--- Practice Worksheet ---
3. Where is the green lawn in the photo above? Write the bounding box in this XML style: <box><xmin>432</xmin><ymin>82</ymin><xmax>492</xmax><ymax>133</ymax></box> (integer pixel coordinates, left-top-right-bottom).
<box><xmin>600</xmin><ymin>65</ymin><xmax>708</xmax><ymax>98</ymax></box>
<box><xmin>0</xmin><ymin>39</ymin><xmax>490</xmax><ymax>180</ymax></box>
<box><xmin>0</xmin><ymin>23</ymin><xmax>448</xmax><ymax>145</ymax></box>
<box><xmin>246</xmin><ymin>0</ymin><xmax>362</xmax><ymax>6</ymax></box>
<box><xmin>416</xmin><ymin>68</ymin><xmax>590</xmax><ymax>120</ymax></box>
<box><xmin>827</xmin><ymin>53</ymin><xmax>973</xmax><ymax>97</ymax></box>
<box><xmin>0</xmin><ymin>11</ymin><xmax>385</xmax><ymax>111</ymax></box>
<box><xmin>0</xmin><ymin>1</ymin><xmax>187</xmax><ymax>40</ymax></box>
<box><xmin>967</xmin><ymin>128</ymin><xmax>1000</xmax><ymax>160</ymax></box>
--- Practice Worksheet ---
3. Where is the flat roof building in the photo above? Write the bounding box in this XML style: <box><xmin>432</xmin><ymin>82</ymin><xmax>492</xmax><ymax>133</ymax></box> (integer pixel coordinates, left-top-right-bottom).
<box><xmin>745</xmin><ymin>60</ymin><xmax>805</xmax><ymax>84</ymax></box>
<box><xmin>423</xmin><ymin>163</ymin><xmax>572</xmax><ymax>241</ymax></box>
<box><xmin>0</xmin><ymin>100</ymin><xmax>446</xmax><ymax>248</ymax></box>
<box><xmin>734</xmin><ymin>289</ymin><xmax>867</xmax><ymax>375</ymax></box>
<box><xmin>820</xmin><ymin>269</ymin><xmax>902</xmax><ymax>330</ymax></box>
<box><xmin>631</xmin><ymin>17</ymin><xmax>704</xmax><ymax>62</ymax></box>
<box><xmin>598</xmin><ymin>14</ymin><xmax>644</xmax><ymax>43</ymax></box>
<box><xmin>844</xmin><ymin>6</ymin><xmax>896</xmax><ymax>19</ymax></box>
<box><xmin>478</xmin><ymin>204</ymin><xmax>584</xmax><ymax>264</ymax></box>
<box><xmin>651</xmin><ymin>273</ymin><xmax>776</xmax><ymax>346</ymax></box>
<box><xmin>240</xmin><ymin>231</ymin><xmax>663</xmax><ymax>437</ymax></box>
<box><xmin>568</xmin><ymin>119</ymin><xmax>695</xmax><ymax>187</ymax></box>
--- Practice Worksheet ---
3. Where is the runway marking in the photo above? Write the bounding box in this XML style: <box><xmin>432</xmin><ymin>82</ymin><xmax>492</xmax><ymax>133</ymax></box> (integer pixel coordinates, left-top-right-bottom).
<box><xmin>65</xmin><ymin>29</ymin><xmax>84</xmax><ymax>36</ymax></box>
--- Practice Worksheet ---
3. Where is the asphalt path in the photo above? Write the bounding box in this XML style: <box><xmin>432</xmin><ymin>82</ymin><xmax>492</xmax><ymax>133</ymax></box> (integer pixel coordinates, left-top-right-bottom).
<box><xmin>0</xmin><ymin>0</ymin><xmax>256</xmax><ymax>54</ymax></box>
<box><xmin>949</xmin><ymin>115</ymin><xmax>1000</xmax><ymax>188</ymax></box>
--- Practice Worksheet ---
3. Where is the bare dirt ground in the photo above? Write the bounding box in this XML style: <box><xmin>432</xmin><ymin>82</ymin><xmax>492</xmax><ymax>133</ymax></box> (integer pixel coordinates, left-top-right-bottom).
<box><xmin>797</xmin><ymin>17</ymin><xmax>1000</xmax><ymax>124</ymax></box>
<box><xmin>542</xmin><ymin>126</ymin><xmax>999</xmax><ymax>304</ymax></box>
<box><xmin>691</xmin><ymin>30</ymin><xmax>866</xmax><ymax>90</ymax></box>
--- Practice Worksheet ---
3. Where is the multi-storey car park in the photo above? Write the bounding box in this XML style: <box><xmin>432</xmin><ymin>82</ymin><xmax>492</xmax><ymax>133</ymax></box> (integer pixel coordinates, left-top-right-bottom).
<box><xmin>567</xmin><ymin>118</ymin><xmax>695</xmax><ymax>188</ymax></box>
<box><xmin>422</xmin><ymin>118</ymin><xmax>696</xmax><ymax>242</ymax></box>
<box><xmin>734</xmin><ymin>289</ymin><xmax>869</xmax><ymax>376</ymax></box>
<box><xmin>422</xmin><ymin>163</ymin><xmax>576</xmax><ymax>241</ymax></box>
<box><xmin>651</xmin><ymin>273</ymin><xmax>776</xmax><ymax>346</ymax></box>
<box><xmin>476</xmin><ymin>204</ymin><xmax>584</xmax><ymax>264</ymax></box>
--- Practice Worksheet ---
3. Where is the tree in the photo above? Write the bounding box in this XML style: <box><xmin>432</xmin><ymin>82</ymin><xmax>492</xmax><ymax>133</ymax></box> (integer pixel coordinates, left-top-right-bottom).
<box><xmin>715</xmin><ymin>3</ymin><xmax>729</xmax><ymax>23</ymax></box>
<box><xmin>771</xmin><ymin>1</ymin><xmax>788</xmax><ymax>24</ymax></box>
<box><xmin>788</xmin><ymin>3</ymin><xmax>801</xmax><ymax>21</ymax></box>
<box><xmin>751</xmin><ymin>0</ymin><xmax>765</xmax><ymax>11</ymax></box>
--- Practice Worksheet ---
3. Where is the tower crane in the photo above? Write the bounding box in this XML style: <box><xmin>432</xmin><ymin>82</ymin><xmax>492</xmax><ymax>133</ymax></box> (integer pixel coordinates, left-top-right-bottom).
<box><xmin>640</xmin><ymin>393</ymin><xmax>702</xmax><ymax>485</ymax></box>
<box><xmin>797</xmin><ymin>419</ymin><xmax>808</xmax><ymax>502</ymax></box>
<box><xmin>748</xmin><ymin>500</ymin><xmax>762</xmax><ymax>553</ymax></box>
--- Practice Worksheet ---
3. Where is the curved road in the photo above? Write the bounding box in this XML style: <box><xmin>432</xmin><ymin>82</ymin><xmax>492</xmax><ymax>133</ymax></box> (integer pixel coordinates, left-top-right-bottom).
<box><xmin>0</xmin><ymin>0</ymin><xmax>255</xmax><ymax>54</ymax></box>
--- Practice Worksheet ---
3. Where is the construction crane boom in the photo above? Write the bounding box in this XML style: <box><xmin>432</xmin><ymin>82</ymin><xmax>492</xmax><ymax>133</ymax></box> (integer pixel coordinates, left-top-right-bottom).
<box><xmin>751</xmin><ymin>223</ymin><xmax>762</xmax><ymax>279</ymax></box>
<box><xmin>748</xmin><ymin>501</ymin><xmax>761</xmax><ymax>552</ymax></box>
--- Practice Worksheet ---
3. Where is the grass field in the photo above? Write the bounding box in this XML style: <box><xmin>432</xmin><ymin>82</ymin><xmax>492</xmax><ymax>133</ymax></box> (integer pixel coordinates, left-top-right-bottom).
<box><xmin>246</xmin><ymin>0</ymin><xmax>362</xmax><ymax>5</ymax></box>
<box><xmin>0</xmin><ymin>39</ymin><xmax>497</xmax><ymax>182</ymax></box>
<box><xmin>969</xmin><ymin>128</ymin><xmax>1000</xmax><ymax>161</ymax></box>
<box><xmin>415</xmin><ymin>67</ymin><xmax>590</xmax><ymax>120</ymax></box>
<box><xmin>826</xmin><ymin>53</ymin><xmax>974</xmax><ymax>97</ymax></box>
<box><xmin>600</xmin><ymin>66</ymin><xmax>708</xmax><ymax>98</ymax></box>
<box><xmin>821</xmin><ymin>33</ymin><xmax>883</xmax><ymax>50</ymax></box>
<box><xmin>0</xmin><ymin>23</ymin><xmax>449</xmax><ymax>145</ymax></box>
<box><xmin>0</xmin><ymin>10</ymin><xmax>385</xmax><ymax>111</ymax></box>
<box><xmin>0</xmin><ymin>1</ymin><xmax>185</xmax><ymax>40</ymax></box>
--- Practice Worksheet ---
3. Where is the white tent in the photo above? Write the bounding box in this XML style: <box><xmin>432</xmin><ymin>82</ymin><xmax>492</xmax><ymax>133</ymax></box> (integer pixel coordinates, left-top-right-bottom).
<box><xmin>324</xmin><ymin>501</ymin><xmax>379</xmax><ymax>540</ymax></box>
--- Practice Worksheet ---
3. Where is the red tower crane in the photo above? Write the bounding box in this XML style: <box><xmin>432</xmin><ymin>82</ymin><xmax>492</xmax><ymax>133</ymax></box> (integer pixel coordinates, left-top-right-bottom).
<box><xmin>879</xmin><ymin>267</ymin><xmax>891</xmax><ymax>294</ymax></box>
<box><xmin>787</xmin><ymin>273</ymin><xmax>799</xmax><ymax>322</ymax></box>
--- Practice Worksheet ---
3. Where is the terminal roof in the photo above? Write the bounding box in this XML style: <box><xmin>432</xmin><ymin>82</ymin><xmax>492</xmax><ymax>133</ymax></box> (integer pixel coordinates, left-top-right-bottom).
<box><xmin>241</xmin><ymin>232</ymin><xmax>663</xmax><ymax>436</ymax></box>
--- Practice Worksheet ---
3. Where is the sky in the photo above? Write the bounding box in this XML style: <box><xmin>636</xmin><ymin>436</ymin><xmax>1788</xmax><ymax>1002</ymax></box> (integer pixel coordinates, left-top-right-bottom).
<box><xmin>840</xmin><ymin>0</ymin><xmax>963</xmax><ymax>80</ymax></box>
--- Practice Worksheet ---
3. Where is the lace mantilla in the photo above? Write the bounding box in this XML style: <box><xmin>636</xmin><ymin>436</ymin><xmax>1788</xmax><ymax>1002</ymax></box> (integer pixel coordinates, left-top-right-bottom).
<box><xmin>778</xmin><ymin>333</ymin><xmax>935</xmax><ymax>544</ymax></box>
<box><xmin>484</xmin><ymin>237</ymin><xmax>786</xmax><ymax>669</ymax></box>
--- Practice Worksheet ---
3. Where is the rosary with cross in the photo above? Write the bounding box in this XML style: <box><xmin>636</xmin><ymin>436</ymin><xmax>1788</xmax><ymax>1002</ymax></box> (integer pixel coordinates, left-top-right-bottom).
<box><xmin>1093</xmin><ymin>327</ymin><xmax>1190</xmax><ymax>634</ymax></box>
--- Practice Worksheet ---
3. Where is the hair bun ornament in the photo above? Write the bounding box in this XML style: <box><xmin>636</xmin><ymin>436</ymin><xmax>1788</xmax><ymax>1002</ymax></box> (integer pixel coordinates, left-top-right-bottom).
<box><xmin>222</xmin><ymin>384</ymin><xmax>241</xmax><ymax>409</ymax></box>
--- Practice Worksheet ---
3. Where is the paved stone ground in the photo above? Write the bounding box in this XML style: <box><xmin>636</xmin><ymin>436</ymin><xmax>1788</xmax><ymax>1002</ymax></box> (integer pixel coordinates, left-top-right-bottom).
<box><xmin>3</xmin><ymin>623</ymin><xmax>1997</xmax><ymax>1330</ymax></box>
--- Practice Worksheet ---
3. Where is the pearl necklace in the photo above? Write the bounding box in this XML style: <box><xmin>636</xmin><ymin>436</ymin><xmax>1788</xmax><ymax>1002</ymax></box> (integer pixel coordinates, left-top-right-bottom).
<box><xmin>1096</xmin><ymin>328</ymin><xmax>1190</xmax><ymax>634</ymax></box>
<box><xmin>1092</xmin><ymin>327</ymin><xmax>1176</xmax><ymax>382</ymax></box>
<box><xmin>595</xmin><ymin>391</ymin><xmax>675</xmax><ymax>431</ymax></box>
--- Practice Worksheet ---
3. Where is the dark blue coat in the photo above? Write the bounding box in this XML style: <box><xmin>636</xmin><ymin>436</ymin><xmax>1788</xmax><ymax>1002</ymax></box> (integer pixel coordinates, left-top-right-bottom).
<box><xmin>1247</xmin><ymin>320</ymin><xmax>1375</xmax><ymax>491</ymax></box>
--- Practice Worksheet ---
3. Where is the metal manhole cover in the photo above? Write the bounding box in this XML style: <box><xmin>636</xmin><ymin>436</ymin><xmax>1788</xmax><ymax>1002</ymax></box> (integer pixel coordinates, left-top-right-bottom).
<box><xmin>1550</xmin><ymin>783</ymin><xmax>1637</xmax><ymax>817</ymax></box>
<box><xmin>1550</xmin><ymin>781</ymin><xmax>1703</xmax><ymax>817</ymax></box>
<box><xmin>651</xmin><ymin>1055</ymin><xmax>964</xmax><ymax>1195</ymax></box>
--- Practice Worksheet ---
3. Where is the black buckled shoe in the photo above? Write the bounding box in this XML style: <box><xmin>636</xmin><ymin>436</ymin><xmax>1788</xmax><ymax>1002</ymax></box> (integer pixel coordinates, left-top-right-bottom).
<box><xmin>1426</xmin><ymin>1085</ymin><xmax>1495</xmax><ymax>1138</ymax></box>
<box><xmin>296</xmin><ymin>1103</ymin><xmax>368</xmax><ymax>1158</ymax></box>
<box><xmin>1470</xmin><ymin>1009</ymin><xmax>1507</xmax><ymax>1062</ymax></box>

▶ **WHAT IS REQUIRED**: Your task is to transcribe exactly the lines from the one with "3. Where is the black" through the end of the data, both included, and nothing besides.

▶ **OUTPUT FOR THIS TASK**:
3. Where is the black buckled shoe in the photo above? Write the bounding box in this XML style: <box><xmin>636</xmin><ymin>436</ymin><xmax>1788</xmax><ymax>1002</ymax></box> (integer pixel coordinates, left-top-right-bottom).
<box><xmin>1426</xmin><ymin>1085</ymin><xmax>1495</xmax><ymax>1138</ymax></box>
<box><xmin>296</xmin><ymin>1103</ymin><xmax>368</xmax><ymax>1158</ymax></box>
<box><xmin>1470</xmin><ymin>1009</ymin><xmax>1507</xmax><ymax>1062</ymax></box>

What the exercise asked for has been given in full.